+++ Selected excerpt

The company complained the 1 August 2002 article was harmfully inaccurate. The report linked a shipment of naptha from an experimental shale oil plant in Queensland to fears about the carcinogenic qualities of shale oil. Naptha, which Mobil says is one of the cleanest feedstocks in the world, is a derivative of shale oil (or crude oil) used in the production of petrol.
The report says the World Health Organisation lists shale oil as a carcinogen, and quotes a Greenpeace campaigner as saying that nearby residents and workers at the Port Stanvac plant should be concerned about the impact on them of refining "shale oil". The story is headlined Security tight at Port Stanvac for dirty fuel, and a highlighted quote in the middle of the story refers to "a proven carcinogenic."
The newspaper says the journalist contacted Mobil, and made inquiries in pursuing the story. Indeed, the story quotes a Mobil spokesperson as confirming the shipment of naptha.
However the company says the discussion with the reporter was about naptha, not shale oil. If it had been asked, it would have pointed out the difference between naptha and shale oil.

++++++
+++ Available data

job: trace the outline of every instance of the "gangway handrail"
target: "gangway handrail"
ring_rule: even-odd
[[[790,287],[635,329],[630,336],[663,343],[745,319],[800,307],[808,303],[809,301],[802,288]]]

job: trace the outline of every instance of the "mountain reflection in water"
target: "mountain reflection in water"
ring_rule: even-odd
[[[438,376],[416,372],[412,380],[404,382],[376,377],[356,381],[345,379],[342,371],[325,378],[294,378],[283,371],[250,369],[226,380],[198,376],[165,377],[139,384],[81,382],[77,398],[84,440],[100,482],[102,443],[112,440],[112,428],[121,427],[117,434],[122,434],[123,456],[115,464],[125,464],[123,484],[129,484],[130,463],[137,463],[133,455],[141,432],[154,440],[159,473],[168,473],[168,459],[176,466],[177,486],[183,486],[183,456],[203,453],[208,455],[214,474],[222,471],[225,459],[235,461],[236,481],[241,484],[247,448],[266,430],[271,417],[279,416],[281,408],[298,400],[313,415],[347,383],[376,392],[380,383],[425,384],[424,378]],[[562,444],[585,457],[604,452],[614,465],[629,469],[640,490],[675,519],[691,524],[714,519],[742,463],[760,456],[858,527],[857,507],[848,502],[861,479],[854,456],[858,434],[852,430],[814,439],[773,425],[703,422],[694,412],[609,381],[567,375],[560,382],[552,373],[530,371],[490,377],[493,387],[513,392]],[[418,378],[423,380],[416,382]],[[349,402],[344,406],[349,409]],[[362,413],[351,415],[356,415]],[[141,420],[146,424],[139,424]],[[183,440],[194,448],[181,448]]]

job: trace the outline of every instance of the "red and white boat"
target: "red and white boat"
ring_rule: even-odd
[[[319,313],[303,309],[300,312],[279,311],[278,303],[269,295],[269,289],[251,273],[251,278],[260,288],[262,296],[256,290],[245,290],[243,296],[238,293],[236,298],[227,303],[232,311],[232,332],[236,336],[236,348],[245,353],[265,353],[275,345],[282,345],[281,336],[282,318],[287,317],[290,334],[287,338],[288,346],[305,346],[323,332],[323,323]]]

++++++

• To do:
**a)** Answer these questions from the excerpt about Mobil's complaint over the naptha report:
(i) On what date was the article that the company complained about published?
(ii) Which organization does the report say lists shale oil as a carcinogen?
(iii) According to the company, what was its discussion with the reporter about?
**b)** Write the next part of the excerpt about Mobil's complaint over the naptha report.
The listing comes from a separate source and has no connection to the text.

• Results in order:
**a)**
(i) 1 August 2002
(ii) The World Health Organisation
(iii) Naptha, not shale oil

**b)**
A letter from Mobil under the headline Nothing to fear was published in The Advertiser two days later. The company claims its major concern with the story was the way it linked naptha and cancer, but the letter from the general manager of Mobil's Adelaide refinery does not specifically deal with this issue and simply states that the product "is among the cleanest feedstocks available for use in any Australian refinery".
The Press Council is conscious of the sensitivity of the issue and believes that it is incumbent on newspapers to be especially vigilant when dealing with emotive issues surrounding public health. In this case the differences between naptha and shale oil have been ill-defined, with most of the references being about shale oil, which was not being shipped to Port Stanvac. It was incumbent on the newspaper to ensure that the difference was properly drawn in the story.
However, in mitigation, the newspaper took prompt action to allow the company to express its view by means of the published letter.